** Directions for this task **
Only the lines starting at the one that contains "One point per instance of the brown" and running to the end should be repeated, exactly as written.

** Data shown **
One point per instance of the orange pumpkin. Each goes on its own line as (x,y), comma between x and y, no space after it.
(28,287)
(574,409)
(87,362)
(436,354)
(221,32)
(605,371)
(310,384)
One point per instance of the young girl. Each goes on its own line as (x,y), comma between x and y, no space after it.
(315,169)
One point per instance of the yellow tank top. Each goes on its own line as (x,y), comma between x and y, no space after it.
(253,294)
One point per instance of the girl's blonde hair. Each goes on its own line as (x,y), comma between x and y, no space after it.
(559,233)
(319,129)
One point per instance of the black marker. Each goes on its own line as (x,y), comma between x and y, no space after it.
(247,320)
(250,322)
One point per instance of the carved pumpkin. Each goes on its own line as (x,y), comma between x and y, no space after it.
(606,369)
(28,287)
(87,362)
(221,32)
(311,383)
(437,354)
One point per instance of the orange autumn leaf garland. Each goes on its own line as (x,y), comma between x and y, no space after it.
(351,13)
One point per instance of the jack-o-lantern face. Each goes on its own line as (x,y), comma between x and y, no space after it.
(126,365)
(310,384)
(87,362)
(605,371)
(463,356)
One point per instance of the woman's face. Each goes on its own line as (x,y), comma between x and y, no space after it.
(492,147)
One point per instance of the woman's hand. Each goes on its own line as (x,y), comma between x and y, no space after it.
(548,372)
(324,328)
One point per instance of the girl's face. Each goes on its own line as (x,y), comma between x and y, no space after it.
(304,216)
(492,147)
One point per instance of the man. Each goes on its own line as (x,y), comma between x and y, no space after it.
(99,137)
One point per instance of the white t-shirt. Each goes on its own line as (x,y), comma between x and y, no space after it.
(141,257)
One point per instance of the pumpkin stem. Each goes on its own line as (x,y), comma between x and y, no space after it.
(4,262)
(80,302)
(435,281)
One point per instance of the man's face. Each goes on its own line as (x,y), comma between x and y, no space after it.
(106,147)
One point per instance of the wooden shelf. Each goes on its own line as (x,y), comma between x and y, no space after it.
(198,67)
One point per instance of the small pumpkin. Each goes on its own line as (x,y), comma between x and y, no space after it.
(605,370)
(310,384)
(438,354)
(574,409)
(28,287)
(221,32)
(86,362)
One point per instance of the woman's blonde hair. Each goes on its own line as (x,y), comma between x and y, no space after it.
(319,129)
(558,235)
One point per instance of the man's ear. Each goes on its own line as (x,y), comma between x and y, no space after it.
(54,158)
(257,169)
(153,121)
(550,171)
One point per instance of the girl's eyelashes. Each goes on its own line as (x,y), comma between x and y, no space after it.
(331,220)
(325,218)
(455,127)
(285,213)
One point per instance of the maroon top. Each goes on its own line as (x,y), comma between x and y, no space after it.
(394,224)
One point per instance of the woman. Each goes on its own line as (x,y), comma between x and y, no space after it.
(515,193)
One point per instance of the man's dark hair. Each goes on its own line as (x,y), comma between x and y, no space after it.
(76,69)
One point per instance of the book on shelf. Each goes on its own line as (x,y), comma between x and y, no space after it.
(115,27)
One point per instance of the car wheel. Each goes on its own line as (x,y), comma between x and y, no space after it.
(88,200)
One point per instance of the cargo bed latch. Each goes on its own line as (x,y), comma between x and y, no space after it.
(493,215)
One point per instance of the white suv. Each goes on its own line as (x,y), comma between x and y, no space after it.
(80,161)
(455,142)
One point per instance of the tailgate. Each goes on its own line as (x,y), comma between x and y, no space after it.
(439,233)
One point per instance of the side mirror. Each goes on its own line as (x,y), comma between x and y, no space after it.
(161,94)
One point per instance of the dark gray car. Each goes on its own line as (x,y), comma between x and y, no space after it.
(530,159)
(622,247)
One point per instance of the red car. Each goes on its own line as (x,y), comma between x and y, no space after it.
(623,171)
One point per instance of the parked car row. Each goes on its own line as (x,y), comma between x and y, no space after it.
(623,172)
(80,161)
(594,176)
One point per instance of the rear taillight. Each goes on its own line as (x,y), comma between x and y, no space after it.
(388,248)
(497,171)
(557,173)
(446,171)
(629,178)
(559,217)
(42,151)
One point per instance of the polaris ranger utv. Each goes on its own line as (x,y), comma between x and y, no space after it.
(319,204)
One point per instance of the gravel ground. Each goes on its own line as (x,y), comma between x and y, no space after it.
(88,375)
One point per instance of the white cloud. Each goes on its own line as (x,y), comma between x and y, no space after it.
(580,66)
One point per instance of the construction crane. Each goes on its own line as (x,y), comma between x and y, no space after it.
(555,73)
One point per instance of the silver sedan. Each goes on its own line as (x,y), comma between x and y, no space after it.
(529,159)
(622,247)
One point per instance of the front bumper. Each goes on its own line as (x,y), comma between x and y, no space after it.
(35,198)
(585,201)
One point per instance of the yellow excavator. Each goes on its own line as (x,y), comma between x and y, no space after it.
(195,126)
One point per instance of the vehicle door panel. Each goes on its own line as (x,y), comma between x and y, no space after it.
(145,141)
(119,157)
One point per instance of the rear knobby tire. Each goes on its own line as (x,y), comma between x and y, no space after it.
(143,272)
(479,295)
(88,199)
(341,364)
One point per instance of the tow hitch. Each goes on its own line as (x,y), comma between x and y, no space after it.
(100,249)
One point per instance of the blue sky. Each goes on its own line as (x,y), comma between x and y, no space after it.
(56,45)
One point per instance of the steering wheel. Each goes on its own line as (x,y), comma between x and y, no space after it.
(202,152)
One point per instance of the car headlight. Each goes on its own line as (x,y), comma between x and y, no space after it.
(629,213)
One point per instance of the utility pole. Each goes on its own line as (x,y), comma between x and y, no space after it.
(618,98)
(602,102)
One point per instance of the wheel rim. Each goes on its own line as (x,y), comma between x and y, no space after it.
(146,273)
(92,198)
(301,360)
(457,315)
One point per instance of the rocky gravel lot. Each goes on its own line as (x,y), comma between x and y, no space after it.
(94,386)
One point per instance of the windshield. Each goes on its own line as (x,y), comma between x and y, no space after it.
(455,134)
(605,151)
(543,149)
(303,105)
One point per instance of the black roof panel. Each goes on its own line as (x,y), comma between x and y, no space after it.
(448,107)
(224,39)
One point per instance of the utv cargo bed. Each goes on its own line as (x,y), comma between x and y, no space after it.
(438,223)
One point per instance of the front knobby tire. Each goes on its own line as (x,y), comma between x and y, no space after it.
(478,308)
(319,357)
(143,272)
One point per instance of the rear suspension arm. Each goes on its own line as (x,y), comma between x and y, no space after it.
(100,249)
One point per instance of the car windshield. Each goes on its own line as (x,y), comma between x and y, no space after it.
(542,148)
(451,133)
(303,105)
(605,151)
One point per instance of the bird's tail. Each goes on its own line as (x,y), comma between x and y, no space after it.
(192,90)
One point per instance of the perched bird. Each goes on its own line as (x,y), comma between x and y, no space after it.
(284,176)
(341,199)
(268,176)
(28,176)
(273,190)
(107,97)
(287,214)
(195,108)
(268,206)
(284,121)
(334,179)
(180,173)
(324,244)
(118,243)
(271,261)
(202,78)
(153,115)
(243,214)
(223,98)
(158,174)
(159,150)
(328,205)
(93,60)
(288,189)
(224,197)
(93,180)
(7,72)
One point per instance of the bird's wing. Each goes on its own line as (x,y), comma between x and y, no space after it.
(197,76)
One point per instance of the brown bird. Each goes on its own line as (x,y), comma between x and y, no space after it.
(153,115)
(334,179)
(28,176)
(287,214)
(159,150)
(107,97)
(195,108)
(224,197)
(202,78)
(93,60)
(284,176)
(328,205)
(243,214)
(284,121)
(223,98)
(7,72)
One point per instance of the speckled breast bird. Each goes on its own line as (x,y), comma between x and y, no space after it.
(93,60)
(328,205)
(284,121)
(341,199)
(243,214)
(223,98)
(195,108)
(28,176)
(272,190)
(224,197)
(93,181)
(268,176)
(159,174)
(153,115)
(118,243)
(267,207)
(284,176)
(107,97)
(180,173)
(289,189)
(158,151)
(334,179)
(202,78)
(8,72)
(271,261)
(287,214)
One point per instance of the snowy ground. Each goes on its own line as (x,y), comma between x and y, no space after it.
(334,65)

** Response for this exercise **
One point per instance of the brown bird. Each goes on its own line as (x,y), comma between x and y, no space after it.
(153,115)
(334,179)
(28,176)
(287,214)
(159,150)
(107,97)
(195,108)
(224,197)
(202,78)
(93,60)
(284,176)
(328,205)
(243,214)
(284,121)
(223,98)
(7,72)
One point per instance of the speckled breast bird. Each goes on its own line as (x,y), comma between x and y, no space after it.
(93,60)
(328,205)
(284,121)
(341,199)
(243,214)
(223,98)
(195,108)
(28,176)
(272,190)
(224,197)
(93,181)
(268,176)
(159,174)
(153,115)
(118,243)
(267,207)
(284,176)
(107,97)
(180,173)
(289,189)
(158,151)
(334,179)
(202,78)
(8,72)
(271,261)
(287,214)
One point per instance of the snowy ground. Each goes on its own line as (x,y), comma between x and y, no space after it.
(334,65)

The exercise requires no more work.